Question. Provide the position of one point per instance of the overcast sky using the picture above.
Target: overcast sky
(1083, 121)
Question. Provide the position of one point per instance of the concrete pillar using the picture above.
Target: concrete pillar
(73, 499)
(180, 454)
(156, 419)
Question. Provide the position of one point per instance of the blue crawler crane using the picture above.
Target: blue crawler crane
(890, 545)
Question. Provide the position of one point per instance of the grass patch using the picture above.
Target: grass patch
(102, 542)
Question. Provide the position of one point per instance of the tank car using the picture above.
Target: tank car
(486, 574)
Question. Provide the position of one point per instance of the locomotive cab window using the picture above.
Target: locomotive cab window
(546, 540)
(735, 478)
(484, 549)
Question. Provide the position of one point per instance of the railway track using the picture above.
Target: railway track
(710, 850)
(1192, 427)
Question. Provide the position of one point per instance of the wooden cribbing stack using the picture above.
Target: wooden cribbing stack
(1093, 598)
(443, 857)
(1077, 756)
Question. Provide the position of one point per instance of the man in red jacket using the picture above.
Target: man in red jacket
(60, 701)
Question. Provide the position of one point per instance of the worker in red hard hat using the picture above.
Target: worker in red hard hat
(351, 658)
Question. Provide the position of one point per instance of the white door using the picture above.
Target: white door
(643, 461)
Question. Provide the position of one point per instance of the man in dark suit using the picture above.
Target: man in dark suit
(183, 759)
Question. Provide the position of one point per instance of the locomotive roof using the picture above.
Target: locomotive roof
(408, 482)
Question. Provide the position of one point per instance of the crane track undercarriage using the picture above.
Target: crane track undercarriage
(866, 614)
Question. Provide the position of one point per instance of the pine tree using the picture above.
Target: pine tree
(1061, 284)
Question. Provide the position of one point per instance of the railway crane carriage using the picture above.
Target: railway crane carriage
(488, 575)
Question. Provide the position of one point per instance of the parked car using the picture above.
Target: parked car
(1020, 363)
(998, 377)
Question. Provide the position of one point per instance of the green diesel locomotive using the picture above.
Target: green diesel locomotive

# # # # # # #

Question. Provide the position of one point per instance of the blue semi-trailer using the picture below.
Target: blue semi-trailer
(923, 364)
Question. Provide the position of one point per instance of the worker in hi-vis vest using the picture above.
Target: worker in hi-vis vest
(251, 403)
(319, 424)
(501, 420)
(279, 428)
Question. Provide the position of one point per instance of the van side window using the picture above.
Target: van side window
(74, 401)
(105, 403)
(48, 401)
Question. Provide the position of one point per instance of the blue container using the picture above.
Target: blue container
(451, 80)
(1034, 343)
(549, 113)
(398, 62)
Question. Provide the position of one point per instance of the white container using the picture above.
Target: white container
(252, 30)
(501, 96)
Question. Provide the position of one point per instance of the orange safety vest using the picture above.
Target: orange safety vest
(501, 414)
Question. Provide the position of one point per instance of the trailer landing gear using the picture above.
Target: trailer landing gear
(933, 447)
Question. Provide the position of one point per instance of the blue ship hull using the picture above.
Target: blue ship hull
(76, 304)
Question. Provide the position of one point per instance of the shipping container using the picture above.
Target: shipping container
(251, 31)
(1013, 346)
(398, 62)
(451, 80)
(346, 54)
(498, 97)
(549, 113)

# # # # # # #

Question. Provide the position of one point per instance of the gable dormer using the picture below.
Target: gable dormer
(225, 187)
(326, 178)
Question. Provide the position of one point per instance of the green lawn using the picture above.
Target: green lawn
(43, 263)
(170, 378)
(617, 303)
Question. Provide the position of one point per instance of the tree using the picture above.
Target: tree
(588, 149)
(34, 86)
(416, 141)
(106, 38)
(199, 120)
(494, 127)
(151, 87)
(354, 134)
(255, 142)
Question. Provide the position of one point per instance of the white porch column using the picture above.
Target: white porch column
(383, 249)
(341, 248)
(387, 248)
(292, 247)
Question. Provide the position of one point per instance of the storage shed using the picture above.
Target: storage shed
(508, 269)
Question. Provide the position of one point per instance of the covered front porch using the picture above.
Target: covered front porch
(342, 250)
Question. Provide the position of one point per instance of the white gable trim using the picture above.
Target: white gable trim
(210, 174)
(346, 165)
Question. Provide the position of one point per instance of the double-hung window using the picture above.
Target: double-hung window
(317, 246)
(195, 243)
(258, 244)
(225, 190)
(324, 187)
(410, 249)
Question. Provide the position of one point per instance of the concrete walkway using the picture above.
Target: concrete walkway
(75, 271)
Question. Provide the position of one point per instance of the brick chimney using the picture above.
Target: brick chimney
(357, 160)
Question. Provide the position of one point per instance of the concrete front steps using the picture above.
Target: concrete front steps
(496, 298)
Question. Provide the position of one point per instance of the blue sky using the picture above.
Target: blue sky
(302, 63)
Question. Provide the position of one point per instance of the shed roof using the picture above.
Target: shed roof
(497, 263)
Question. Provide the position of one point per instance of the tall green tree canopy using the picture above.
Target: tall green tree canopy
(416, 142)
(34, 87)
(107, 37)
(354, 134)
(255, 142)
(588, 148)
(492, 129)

# # # # # # #

#### [Task objective]
Which lines in the entries above contain the string "below", with case counting? Copy out each of them.

#### [Task answer]
Question. Provide the position of one point per instance of the blue semi-trailer using the picture below.
Question. Provide the position of one point per instance of the gable dormer using the picture below.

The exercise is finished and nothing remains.